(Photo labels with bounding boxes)
───

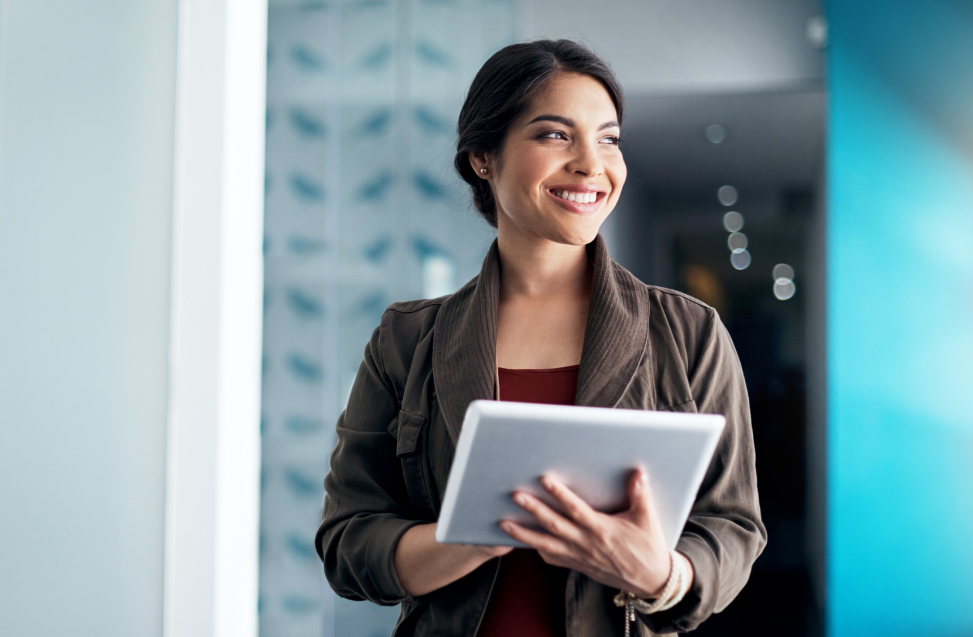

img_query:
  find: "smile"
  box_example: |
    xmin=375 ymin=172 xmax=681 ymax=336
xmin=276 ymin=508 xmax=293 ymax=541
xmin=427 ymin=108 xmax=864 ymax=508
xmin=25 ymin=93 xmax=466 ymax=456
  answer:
xmin=547 ymin=188 xmax=608 ymax=214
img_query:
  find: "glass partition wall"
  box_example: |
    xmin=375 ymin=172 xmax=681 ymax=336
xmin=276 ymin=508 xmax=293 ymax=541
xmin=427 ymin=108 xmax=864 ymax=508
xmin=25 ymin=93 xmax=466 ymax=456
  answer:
xmin=260 ymin=0 xmax=517 ymax=637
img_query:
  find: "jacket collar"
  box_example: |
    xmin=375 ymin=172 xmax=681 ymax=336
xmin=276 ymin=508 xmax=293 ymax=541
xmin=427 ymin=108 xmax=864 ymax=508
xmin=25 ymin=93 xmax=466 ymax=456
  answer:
xmin=432 ymin=234 xmax=649 ymax=443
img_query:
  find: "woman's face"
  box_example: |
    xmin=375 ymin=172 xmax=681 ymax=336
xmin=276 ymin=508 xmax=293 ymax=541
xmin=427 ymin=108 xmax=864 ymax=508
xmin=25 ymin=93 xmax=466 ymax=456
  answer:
xmin=482 ymin=73 xmax=628 ymax=245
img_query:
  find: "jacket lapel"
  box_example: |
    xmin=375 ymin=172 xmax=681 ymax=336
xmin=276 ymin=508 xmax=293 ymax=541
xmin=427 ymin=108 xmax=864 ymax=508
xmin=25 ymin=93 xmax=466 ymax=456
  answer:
xmin=432 ymin=235 xmax=649 ymax=444
xmin=432 ymin=240 xmax=500 ymax=444
xmin=575 ymin=234 xmax=649 ymax=407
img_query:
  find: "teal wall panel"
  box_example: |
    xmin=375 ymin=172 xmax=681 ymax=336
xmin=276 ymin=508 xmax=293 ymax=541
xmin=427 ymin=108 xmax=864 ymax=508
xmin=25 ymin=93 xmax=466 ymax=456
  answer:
xmin=827 ymin=1 xmax=973 ymax=637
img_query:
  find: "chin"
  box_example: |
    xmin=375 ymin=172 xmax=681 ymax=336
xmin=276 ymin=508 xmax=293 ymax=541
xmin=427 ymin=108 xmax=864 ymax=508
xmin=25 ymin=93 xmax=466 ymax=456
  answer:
xmin=552 ymin=224 xmax=601 ymax=246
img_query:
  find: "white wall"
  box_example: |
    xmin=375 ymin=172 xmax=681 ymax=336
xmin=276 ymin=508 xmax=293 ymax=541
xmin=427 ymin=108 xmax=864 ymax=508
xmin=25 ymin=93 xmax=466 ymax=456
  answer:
xmin=0 ymin=0 xmax=177 ymax=637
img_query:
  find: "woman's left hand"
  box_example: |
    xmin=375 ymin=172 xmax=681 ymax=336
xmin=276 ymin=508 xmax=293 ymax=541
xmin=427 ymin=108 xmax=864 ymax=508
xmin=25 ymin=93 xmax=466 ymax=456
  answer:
xmin=500 ymin=470 xmax=670 ymax=599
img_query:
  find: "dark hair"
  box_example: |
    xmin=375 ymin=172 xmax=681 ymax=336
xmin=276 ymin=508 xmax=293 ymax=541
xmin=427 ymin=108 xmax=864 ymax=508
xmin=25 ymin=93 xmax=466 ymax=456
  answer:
xmin=453 ymin=40 xmax=623 ymax=228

───

[SHORT TASK]
Duplicate all of the lines above word for word, leaving the pictures out of your copy.

[REPLY]
img_query:
  find: "smile"
  box_example: |
    xmin=375 ymin=172 xmax=681 ymax=336
xmin=276 ymin=508 xmax=293 ymax=541
xmin=427 ymin=108 xmax=864 ymax=508
xmin=25 ymin=93 xmax=466 ymax=456
  answer:
xmin=547 ymin=188 xmax=608 ymax=214
img_query:
  find: "glass partition wall"
  box_example: |
    xmin=375 ymin=172 xmax=681 ymax=336
xmin=276 ymin=508 xmax=293 ymax=541
xmin=427 ymin=108 xmax=864 ymax=508
xmin=25 ymin=93 xmax=466 ymax=456
  answer:
xmin=260 ymin=0 xmax=517 ymax=637
img_query:
  find: "jacket collar"
  box_example: |
    xmin=375 ymin=172 xmax=681 ymax=336
xmin=276 ymin=508 xmax=293 ymax=541
xmin=427 ymin=108 xmax=864 ymax=508
xmin=25 ymin=93 xmax=466 ymax=456
  answer:
xmin=432 ymin=234 xmax=649 ymax=443
img_query:
  find: "woman's face"
  box_example: |
    xmin=375 ymin=172 xmax=681 ymax=336
xmin=276 ymin=508 xmax=293 ymax=541
xmin=427 ymin=108 xmax=864 ymax=508
xmin=25 ymin=93 xmax=466 ymax=456
  answer:
xmin=482 ymin=73 xmax=628 ymax=245
img_query:
  find: "jacket lapel"
  box_example: |
    xmin=375 ymin=172 xmax=681 ymax=336
xmin=276 ymin=508 xmax=293 ymax=541
xmin=427 ymin=108 xmax=864 ymax=508
xmin=25 ymin=93 xmax=466 ymax=456
  answer:
xmin=432 ymin=235 xmax=649 ymax=444
xmin=432 ymin=240 xmax=500 ymax=444
xmin=575 ymin=234 xmax=649 ymax=407
img_query:
  find: "teal wall panel"
  box_example: |
    xmin=375 ymin=172 xmax=681 ymax=336
xmin=276 ymin=508 xmax=293 ymax=541
xmin=427 ymin=108 xmax=864 ymax=508
xmin=25 ymin=93 xmax=466 ymax=456
  answer:
xmin=827 ymin=1 xmax=973 ymax=637
img_query:
  find: "chin"
  box_example: |
    xmin=375 ymin=172 xmax=681 ymax=336
xmin=276 ymin=508 xmax=293 ymax=541
xmin=427 ymin=108 xmax=864 ymax=508
xmin=25 ymin=93 xmax=466 ymax=456
  answer:
xmin=552 ymin=224 xmax=601 ymax=246
img_query:
  find: "white wall"
  box_example: |
    xmin=375 ymin=172 xmax=681 ymax=336
xmin=276 ymin=508 xmax=293 ymax=541
xmin=427 ymin=108 xmax=864 ymax=508
xmin=25 ymin=93 xmax=466 ymax=456
  answer:
xmin=0 ymin=0 xmax=177 ymax=637
img_query:
  find: "woman's left hand"
  box_example: |
    xmin=375 ymin=172 xmax=681 ymax=336
xmin=276 ymin=508 xmax=293 ymax=541
xmin=427 ymin=108 xmax=864 ymax=508
xmin=25 ymin=93 xmax=466 ymax=456
  answer:
xmin=500 ymin=470 xmax=670 ymax=599
img_query:
  find: "dark hair"
  box_example: |
    xmin=375 ymin=172 xmax=681 ymax=336
xmin=276 ymin=508 xmax=293 ymax=541
xmin=427 ymin=108 xmax=864 ymax=508
xmin=25 ymin=93 xmax=466 ymax=456
  answer:
xmin=453 ymin=40 xmax=623 ymax=228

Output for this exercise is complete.